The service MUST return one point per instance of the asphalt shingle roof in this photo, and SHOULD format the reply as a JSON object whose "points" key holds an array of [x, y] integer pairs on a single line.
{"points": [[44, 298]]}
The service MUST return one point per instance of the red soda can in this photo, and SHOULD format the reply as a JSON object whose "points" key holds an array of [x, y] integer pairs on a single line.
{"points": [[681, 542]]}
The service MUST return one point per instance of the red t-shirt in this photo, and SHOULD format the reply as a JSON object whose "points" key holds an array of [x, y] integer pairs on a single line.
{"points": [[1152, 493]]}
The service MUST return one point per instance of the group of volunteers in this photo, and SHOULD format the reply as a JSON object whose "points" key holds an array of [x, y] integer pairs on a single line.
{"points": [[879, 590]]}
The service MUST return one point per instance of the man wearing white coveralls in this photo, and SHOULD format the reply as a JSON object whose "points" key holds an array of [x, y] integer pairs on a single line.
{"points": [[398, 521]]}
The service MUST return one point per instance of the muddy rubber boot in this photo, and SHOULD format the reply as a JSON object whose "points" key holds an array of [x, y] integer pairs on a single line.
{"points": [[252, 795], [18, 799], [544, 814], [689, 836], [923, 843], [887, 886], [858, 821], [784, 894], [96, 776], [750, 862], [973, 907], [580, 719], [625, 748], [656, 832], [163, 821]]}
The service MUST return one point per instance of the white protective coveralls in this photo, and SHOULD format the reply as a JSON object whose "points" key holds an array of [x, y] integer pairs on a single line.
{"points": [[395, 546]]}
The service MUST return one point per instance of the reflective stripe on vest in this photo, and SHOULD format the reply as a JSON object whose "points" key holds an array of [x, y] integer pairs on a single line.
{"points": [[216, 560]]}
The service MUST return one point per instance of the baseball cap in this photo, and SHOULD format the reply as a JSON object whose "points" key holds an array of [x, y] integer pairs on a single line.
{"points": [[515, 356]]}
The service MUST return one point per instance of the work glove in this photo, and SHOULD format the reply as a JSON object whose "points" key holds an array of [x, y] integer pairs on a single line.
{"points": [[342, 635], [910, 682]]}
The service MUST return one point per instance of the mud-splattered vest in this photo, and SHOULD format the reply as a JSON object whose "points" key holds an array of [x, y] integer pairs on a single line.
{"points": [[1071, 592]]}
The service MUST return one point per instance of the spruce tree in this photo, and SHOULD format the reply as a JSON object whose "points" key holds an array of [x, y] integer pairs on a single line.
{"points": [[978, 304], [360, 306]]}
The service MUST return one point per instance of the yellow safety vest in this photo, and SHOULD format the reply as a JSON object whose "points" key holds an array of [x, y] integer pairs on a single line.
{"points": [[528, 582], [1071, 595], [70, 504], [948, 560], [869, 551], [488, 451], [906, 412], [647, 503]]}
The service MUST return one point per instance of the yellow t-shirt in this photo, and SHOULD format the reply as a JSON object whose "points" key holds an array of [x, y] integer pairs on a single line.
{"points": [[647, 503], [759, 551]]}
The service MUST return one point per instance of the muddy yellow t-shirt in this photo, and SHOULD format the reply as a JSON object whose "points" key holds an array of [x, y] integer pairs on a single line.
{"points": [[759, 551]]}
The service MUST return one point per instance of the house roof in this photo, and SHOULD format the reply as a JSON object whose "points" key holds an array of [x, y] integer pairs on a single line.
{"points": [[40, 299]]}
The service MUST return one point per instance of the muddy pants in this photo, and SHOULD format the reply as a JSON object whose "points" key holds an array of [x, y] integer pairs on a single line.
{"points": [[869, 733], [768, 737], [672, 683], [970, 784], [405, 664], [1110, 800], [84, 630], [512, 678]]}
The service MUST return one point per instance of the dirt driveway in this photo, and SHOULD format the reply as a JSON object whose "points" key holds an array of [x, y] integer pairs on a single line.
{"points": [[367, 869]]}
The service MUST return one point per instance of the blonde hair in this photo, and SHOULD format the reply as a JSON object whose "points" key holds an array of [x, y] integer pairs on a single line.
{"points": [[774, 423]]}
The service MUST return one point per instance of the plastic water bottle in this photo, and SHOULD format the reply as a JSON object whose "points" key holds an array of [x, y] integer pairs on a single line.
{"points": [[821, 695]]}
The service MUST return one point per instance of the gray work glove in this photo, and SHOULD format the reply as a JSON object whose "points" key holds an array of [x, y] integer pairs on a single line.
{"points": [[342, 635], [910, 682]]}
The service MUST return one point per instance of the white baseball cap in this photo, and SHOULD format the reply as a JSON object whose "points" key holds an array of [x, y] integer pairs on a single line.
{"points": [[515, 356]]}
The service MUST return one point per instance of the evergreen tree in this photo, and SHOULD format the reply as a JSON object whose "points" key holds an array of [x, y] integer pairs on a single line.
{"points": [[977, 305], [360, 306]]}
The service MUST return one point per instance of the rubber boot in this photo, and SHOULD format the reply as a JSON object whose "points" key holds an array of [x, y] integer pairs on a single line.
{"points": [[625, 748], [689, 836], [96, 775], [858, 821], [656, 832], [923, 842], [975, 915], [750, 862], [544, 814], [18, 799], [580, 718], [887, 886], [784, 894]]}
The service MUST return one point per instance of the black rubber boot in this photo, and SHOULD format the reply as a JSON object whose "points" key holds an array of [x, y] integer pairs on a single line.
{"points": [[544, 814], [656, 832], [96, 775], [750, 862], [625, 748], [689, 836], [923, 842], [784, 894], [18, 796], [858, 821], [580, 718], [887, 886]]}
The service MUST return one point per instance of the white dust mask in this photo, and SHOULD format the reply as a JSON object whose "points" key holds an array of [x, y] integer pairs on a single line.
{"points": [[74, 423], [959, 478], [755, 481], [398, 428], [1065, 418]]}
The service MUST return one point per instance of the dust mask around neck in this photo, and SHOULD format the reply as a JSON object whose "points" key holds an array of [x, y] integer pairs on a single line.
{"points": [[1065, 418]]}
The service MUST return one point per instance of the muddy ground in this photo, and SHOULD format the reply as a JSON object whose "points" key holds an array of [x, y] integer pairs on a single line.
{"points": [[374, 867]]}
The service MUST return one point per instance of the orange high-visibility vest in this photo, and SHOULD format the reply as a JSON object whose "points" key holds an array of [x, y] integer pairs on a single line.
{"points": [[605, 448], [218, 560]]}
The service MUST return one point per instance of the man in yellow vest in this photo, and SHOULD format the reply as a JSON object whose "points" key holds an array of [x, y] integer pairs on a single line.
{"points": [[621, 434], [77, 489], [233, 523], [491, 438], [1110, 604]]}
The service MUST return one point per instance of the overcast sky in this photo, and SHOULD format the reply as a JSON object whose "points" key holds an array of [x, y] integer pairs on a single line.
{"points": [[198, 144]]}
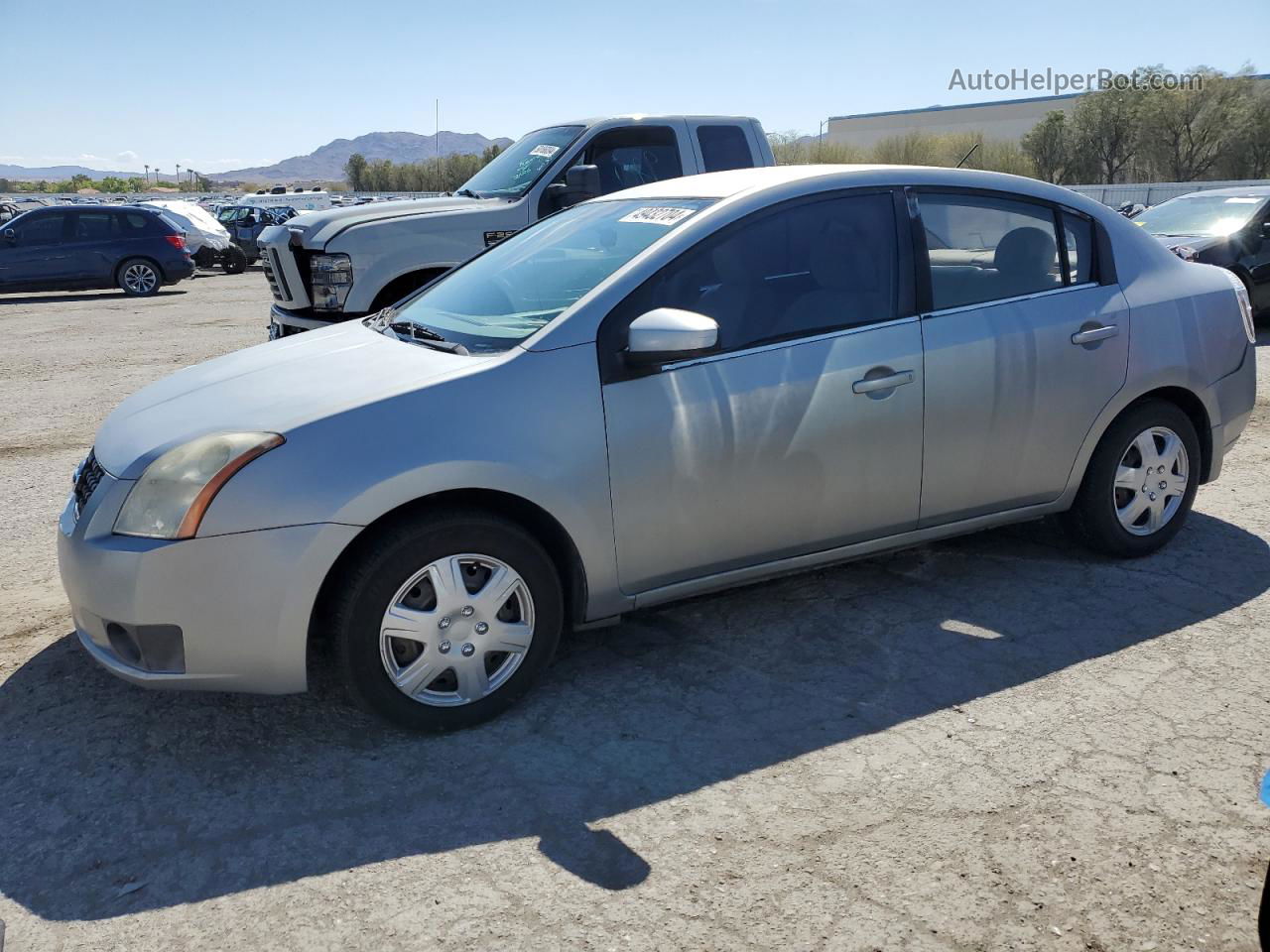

########################################

_TASK_
Reproduce the data exactly as it appears above. Pictures are to be left out.

_WRITTEN ANSWER_
The service MUST return one point per instance of the asphalt shingle roof in this photo, and SHOULD format the reply as a JSON object whose "points" key holds an array of [x, y] integer pairs on a single line.
{"points": [[44, 298]]}
The service MUST return one point per instance of the red soda can in this photo, and SHOULD format the reply as a JSON object whose "points" key holds an array of [x, y] integer pairs on a single line.
{"points": [[681, 542]]}
The service MUST return one point per instance of the red t-shirt in this photo, and SHOULD format the reply as a JSON object whose "points" key holds an array of [x, y] integer pairs on a single line.
{"points": [[1152, 493]]}
The service MUST return one point per instance of the group of volunteers in this photo, and SHOULD format the reply as a JSON object whose "points" key holds an array of [x, y] integer pairs on a single line.
{"points": [[879, 590]]}
The service MUST return one point per instance of the man wearing white coveralls in this photo, and SHOULD format the reply as a JSON object whose "points" key holds an array of [x, y] integer pairs on a single line.
{"points": [[398, 521]]}
The service MUST return one point per instance of the muddy rubber boot in this photo, and SHOULD format the reply as a JSON object whose "points" key holds an array of [x, y] integer pairs on a single line.
{"points": [[252, 795], [18, 799], [544, 814], [689, 836], [923, 843], [887, 886], [858, 821], [784, 894], [96, 776], [750, 862], [973, 907], [580, 719], [625, 748], [656, 832], [163, 821]]}
The service MUST return one point per instance of the white protective coveralls in this photo, and SHOULD format the reply as a JSON object whose "points" key holds an array of [x, y] integer pairs on a single line.
{"points": [[395, 546]]}
The service MUST return one point per instance of the reflective stripe on vest in this photo, and SHOULD format the reply as a JSON object whose "points" key holds an array of [x, y] integer pairs on a single line.
{"points": [[216, 560]]}
The service MUST return one point per instance of the baseball cap in this photo, and SHOULD format the reply as a JSON object whose "points" key holds an array of [x, y] integer pairs on a single line.
{"points": [[515, 356]]}
The service MUST return one point per instance of the work glove in this photo, and SHOULD format the reply as a JSON object whose "points" key holds an array of [x, y] integer pairs on a single line.
{"points": [[342, 635], [910, 682]]}
The service MUST return one point per instance of the mud-splattered vest in this photo, and SHOULD format the reply as a JSON object whose "points" key holds an array of [x, y] integer pairs on a single line.
{"points": [[1071, 592]]}
The service MUST return one point per instance of the spruce tree in this photo, and SHOULD format the reply as a JSON object whose "points" key holds an array of [x, y] integer pairs on a single line.
{"points": [[978, 304], [360, 306]]}
The service MUST return one point per instance of the yellow safety vest in this photo, and SHOULD format the reply as a JSON object whose "points" key holds an array of [x, y] integer pairs on a single line.
{"points": [[528, 582], [1071, 595], [70, 504], [948, 560], [869, 551], [488, 451], [906, 412], [647, 503]]}
The service MUST return one point per instance of the yellow t-shirt in this photo, and SHOULD format the reply as a JSON object whose "points" key holds an array of [x, y] integer pairs on a single line.
{"points": [[647, 503], [759, 551]]}
The service MUST return one point per instance of the muddy yellow t-shirt in this photo, and SHOULD format the reply as a JSON object whose "points" key holds an array of [x, y] integer pairs on a single line.
{"points": [[759, 551]]}
The service MUST return one point per instance of the house roof in this photo, and SHOULD format the reply as a JSON object whose "points" key holds an array of [x, y] integer pairs on a single line.
{"points": [[40, 299]]}
The service MUST return one point per instance of the muddy pants in this photo, and SHOULD format the reply as a JSON object whose "points" key holds an array of [x, y] integer pairs on a single line.
{"points": [[869, 733], [768, 737], [672, 683], [970, 784], [405, 664], [1110, 800], [84, 630], [512, 678]]}
The service MUST return one point per instance of the dirt driveway in this photo, and SHOULD format the reply as a JSON object whose "points" key holds an array of [x, y] integer pairs on a single line.
{"points": [[367, 869]]}
The service MUST return one point per instance of the blonde hair in this photo, and SHOULD format the reply as a JSON object whose "points" key holds an array of [x, y] integer pairs on a single line.
{"points": [[774, 423]]}
The service MUST return one point per instance of the plastic water bottle in this photo, and SHOULD format the reply as a JSON object whose "points" key holds an array of [x, y] integer pairs on a single line.
{"points": [[821, 695]]}
The service MUST return one point per instance of the gray work glove in this photo, and SHOULD format the reply as a JSON object whose "points" key holds an array of [x, y] integer pairs on a single line.
{"points": [[342, 635], [910, 682]]}
The service MUST return one point per instance of the white baseball cap in this photo, and SHOULD format the reply as a JSON object whose "points" key holds an array of [x, y] integer pairs on a single line.
{"points": [[515, 356]]}
The service MUST return one point per instance of the evergreen tree in this photo, and SHOULD format the reply as a JSON object whose "points" key holds an array of [x, y] integer pairs on a single line.
{"points": [[977, 305], [360, 306]]}
The service MUST return one point per instance of the rubber boot in this photo, and SHOULD format the reply as a JSON object whose "points" key holds an array of [x, y] integer pairs on a single line.
{"points": [[625, 748], [689, 836], [96, 775], [858, 821], [656, 832], [923, 842], [975, 915], [750, 862], [544, 814], [18, 799], [580, 718], [887, 886], [784, 894]]}
The service MUST return one point per instance of the black rubber boot in this photo, and SHOULD format the reply as a JSON object whose "points" key holds an array of [x, y] integer pairs on a single line.
{"points": [[544, 814], [656, 832], [96, 775], [750, 862], [625, 748], [689, 836], [923, 842], [784, 894], [18, 796], [858, 821], [580, 718], [887, 886]]}
The service MUST return one point per instance of the white dust mask in this photo, and SHOULD format the reply as a JSON object whose "points" key holds an array of [x, y] integer pairs on a single line.
{"points": [[74, 423], [959, 478], [755, 481], [398, 428], [1065, 418]]}
The service MUST return one point per instance of the dust mask around neck in this photo, and SHOULD format the reply as a JSON object whose "points" key holds an array of [x, y] integer pairs on a single line.
{"points": [[1065, 418]]}
The service MUST return one point per instance of the muddy ground in this photo, and SHOULD format the reply as a JSON object whose "points" key holds an array of [x, y] integer pairs on a single line.
{"points": [[374, 867]]}
The service MUST return one point per instance of the orange high-visibility vest in this photo, and SHOULD format the reply as a JSON object whose "points" key holds an array of [x, y] integer pairs on a single line.
{"points": [[605, 448], [218, 560]]}
The service MUST return one point per instance of the man in yellow vest in this photo, and SHOULD format the reply as a JSON object whose "points" key holds an array of [x, y] integer pairs on a single line.
{"points": [[621, 434], [77, 489], [233, 523], [491, 438], [1110, 604]]}
The service MUST return one point per instance of the overcast sky in this photo, and SHOULD format the reply as a JSON object whose "points" key holds an array of [x, y] integer pairs on a single line.
{"points": [[198, 144]]}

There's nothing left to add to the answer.